- [EXERCISE DETAILS]
Output the material exactly, line by line.
----- INPUT FOR THIS TASK
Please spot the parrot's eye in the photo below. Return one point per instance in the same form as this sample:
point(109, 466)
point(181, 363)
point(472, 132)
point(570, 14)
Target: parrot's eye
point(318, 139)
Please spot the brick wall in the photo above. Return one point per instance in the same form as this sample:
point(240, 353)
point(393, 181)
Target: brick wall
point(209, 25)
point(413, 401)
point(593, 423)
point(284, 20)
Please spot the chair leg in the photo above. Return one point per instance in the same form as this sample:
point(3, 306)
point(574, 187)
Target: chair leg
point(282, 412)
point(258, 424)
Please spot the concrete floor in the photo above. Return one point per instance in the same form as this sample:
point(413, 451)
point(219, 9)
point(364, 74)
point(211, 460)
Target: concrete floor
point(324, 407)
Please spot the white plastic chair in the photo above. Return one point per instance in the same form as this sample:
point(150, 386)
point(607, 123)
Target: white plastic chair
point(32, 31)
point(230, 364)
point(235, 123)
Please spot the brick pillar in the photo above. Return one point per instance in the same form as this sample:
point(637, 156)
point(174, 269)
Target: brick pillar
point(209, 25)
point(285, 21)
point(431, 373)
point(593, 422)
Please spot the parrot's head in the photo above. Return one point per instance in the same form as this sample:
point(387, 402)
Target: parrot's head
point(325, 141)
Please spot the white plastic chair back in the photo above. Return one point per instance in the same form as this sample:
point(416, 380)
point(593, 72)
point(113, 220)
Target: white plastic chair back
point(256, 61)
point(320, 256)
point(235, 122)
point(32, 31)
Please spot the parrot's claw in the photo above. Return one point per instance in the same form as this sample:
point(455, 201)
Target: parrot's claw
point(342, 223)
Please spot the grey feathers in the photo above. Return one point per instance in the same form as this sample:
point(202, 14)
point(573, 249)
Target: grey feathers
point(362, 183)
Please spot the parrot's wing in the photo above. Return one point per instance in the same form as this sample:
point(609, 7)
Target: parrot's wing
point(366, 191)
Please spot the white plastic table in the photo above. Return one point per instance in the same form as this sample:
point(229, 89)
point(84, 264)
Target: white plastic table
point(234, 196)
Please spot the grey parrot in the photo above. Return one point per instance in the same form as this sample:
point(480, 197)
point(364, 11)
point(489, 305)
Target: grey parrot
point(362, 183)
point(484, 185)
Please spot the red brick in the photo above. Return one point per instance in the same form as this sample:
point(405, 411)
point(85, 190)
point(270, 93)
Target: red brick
----------
- [RESPONSE FOR THIS EXERCISE]
Please spot the parrot's eye in the photo below. Return one point per instance in the same form as this sample:
point(109, 466)
point(181, 363)
point(472, 132)
point(570, 14)
Target: parrot's eye
point(318, 139)
Please spot the brick wall in the photo above. Return one point per instance in the same form as this sample:
point(240, 353)
point(393, 181)
Target: brick wall
point(209, 25)
point(413, 401)
point(593, 423)
point(284, 20)
Please spot the chair leg in the photo above. Return one point per instance in the same form as this sample:
point(3, 306)
point(574, 187)
Target: chair leg
point(282, 412)
point(258, 424)
Please spot the concrete floor in the photo above. Return one point per instance in the same form as this sample:
point(413, 451)
point(219, 9)
point(364, 74)
point(211, 460)
Target: concrete floor
point(324, 407)
Please spot the white plastic chair in the photo above. Return one point per instance in the same form as this sample:
point(150, 386)
point(607, 123)
Target: white plastic chair
point(32, 31)
point(230, 364)
point(235, 123)
Please spot the brick pillar in the photo above. Return one point per instance in the same form as this sample:
point(637, 156)
point(174, 269)
Target: brick pillar
point(209, 25)
point(285, 21)
point(431, 373)
point(593, 422)
Please spot the parrot's head in the photo above. Return one point per instance in the same form as this sample:
point(387, 402)
Target: parrot's head
point(325, 141)
Please spot the white plastic chair back in the photo above. Return one point per instance in the same form as this sample:
point(416, 380)
point(593, 72)
point(113, 220)
Target: white plastic chair back
point(256, 61)
point(320, 256)
point(235, 122)
point(32, 31)
Please spot the parrot's claw in the photo above. Return one point per instance in the same form as this sample:
point(455, 201)
Target: parrot's claw
point(342, 223)
Please spot the grey feathers in the photo above. Return one point per instance in the same form as this sample:
point(202, 14)
point(573, 249)
Target: grey feathers
point(362, 183)
Please spot the parrot's wing in the photo above. Return one point per instance in the same form as this sample:
point(609, 7)
Target: parrot's wing
point(366, 191)
Please spot the white plastic table in the photo above. Return one point per instance in the same form as this sample:
point(229, 89)
point(84, 264)
Target: white plastic table
point(234, 196)
Please spot the grey parrot in the photo above. Return one point per instance in the same form as this sample:
point(480, 197)
point(364, 11)
point(489, 305)
Target: grey parrot
point(362, 183)
point(484, 185)
Please spot the red brick in the photo above. Return one point per instance in the same form as this sample:
point(405, 411)
point(85, 190)
point(270, 93)
Target: red brick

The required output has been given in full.